> Task statement
Give every entry again, exactly.

======== Extracted records ========

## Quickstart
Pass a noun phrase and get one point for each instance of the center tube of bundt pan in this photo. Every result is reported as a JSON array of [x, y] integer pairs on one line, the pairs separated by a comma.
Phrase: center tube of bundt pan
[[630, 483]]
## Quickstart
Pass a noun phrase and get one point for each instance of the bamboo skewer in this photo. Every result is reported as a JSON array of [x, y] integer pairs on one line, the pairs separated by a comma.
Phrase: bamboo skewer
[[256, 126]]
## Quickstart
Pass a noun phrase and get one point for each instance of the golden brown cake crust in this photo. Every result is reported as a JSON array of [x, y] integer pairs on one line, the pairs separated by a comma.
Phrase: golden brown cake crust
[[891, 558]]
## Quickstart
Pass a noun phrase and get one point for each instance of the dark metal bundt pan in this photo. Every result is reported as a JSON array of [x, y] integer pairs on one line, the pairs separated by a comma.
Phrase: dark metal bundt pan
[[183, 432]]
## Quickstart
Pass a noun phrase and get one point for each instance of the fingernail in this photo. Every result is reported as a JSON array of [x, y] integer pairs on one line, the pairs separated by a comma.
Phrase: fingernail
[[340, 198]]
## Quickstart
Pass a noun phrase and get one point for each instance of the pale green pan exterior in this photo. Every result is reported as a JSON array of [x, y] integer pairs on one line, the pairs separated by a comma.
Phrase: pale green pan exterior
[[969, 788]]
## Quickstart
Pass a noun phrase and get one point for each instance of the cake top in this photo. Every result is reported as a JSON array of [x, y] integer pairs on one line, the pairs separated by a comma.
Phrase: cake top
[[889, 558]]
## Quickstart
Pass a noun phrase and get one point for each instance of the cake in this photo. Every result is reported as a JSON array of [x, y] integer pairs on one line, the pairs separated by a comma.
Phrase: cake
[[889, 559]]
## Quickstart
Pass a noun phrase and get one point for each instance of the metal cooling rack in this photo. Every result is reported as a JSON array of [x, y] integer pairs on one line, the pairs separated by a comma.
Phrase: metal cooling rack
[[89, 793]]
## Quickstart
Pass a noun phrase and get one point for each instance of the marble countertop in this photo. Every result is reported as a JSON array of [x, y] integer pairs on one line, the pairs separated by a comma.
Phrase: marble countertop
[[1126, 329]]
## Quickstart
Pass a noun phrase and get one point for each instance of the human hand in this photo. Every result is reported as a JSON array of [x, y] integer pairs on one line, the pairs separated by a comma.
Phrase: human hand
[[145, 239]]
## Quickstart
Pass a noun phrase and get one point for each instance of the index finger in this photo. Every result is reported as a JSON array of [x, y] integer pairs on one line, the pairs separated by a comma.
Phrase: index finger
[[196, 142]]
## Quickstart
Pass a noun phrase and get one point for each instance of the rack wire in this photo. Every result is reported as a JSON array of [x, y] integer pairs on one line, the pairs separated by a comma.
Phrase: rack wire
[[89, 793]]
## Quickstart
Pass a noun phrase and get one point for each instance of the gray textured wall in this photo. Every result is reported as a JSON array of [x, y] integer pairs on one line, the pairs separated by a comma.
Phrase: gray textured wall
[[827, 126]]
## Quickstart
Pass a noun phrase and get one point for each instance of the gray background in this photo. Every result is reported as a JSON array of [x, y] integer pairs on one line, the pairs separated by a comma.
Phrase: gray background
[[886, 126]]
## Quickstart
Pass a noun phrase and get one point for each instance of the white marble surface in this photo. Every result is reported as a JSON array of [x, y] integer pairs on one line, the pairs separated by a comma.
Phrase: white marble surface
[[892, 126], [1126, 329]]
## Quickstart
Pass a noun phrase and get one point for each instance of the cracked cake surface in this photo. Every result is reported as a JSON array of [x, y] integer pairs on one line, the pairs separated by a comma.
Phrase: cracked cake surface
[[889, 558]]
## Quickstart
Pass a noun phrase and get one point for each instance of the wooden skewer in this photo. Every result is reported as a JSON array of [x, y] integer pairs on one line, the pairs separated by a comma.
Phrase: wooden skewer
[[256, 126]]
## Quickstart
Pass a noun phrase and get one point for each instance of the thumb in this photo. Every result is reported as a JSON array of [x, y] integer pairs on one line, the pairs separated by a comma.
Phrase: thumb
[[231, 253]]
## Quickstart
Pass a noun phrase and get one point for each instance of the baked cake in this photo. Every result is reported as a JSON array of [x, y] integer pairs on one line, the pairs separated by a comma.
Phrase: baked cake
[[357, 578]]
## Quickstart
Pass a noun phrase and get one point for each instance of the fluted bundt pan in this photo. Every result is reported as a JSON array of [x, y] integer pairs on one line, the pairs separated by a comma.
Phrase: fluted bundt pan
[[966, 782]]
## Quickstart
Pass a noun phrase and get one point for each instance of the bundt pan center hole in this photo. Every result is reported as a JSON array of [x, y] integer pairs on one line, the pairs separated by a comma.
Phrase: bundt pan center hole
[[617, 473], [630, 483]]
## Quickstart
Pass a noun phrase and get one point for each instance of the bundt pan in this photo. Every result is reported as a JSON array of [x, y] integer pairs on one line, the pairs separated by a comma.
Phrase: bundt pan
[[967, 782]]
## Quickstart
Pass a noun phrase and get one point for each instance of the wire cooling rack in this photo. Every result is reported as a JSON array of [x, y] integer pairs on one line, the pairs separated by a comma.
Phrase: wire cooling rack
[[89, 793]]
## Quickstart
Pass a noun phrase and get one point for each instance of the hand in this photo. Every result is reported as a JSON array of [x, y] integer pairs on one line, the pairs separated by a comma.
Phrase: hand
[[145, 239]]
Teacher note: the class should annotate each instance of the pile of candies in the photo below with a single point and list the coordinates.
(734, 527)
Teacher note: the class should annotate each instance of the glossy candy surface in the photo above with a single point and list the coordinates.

========

> Your response
## Quickstart
Pass a noun phrase and get one point for each instance of the center tube of bundt pan in this photo. Every result is reported as a JSON array of [x, y] integer pairs on one line, the pairs separated by a comma.
Phrase: center tube of bundt pan
[[630, 483]]
## Quickstart
Pass a noun phrase and get one point for each instance of the bamboo skewer in this photo. Every result is reported as a JSON array of [x, y] integer pairs on one line, the pairs separated by a comma.
Phrase: bamboo skewer
[[256, 126]]
## Quickstart
Pass a noun phrase and get one point for each instance of the golden brown cake crust in this photo. Every result is reported as a JSON array of [x, y] integer pairs on one line, the pairs separated by a comma.
Phrase: golden brown cake crust
[[891, 558]]
## Quickstart
Pass a noun phrase and get one point for each instance of the dark metal bundt pan in this photo. Every result is reported as a JSON array of [x, y] integer pairs on one line, the pairs separated by a comma.
Phrase: dark metal bundt pan
[[183, 432]]
## Quickstart
Pass a noun phrase and get one point for each instance of the fingernail in this photo. Every result is reported as a JSON array of [x, y] integer pairs on one line, the pairs separated by a comma.
Phrase: fingernail
[[340, 198]]
## Quickstart
Pass a noun phrase and get one point for each instance of the pale green pan exterior in this photo. Every result is reported as a JSON array of [x, y] integer pairs on one line, the pairs separated by a comma.
Phrase: pale green pan exterior
[[969, 788]]
## Quickstart
Pass a noun phrase and get one point for each instance of the cake top in this photo. Every result is reported as a JSON array of [x, y] integer pairs on one line, the pairs separated by a comma.
Phrase: cake top
[[889, 558]]
## Quickstart
Pass a noun phrase and get one point for each instance of the cake in this photo. Every result is reported as a JSON array of [x, y] integer pairs on one line, the pairs separated by a comma.
Phrase: cake
[[889, 559]]
## Quickstart
Pass a noun phrase and get one point for each instance of the metal cooling rack in this photo. Every result is reported as a JSON array of [x, y] integer pairs on one line, the pairs separated by a comma.
Phrase: metal cooling rack
[[89, 793]]
## Quickstart
Pass a noun phrase and get one point for each instance of the marble countertop in this photo. Every result is reported as a JSON array of [x, y] integer pairs on one line, the pairs separated by a comma.
Phrase: marble countertop
[[1126, 329]]
## Quickstart
Pass a noun phrase and get one point for each instance of the human hand in this photo. Every result is reported as a JSON array of [x, y] integer pairs on one line, the pairs separated by a comma.
Phrase: human hand
[[145, 239]]
## Quickstart
Pass a noun phrase and get one point for each instance of the index finger in this photo. Every result is reported as a JSON array of [x, y] integer pairs on one line, the pairs separated by a comma.
Phrase: index finger
[[196, 142]]
## Quickstart
Pass a noun phrase and get one point for each instance of the rack wire in this photo. Every result is reported as a JSON array of [x, y] integer pairs on one line, the pairs separated by a comma.
Phrase: rack wire
[[89, 793]]
## Quickstart
Pass a noun phrase and get one point for each instance of the gray textured wall in this photo. Every result is reported as a JSON array of [x, y] integer pairs on one line, the pairs separated by a comma.
Phrase: gray textured wall
[[827, 126]]
## Quickstart
Pass a noun phrase and get one point for each instance of the gray background in this photo. Every result is reported as a JSON array of [x, y] integer pairs on one line, the pairs separated by a comma.
Phrase: gray background
[[886, 126]]
## Quickstart
Pass a noun phrase and get one point for each instance of the white marble surface in this photo. Every result is reported as a JSON array of [x, y] integer pairs on one line, the pairs separated by a comma.
Phrase: white marble surface
[[892, 126], [1126, 329]]
## Quickstart
Pass a noun phrase and get one point for each instance of the cracked cake surface in this photo. Every result is reported as a JSON array of [x, y] integer pairs on one line, the pairs separated by a comma.
Phrase: cracked cake surface
[[889, 558]]
## Quickstart
Pass a noun phrase and get one point for each instance of the wooden skewer in this photo. Every result is reported as a JSON array of [x, y] integer pairs on one line, the pairs separated by a comma.
Phrase: wooden skewer
[[256, 126]]
## Quickstart
Pass a noun phrase and get one point for each instance of the thumb in this photo. Every result is reported as a JSON array of [x, y] integer pairs on one line, the pairs separated by a comma.
Phrase: thumb
[[231, 253]]
## Quickstart
Pass a noun phrase and get one point for each instance of the baked cake in this photo. Every result is reported as a JSON array of [x, y] integer pairs on one line, the pairs separated by a comma.
Phrase: baked cake
[[357, 578]]
## Quickstart
Pass a noun phrase and get one point for each instance of the fluted bundt pan in this photo. Every result is reported as a JSON array of [x, y] integer pairs on one line, the pairs separated by a comma.
Phrase: fluted bundt pan
[[966, 782]]
## Quickstart
Pass a noun phrase and get one point for each instance of the bundt pan center hole in this photo. Every result is reported as a JSON array of [x, y] integer pairs on one line, the pairs separated by a comma.
Phrase: bundt pan center hole
[[617, 473], [630, 483]]
## Quickstart
Pass a noun phrase and get one point for each instance of the bundt pan in this photo. Every result is reported as a JSON array of [x, y] integer pairs on one line, the pairs separated by a comma.
Phrase: bundt pan
[[967, 782]]
## Quickstart
Pass a noun phrase and get one point for each instance of the wire cooling rack in this photo. Every result is reported as a JSON array of [x, y] integer pairs on one line, the pairs separated by a comma.
Phrase: wire cooling rack
[[89, 793]]
## Quickstart
Pass a noun phrase and get one point for each instance of the hand in this photo. Every result is reported as a JSON array of [x, y] integer pairs on one line, the pairs separated by a comma.
Phrase: hand
[[145, 239]]
Teacher note: the class should annotate each instance of the pile of candies in the photo below with a single point and list the coordinates.
(734, 527)
Teacher note: the class should annotate each instance of the glossy candy surface in the photo above with a single point and list the coordinates.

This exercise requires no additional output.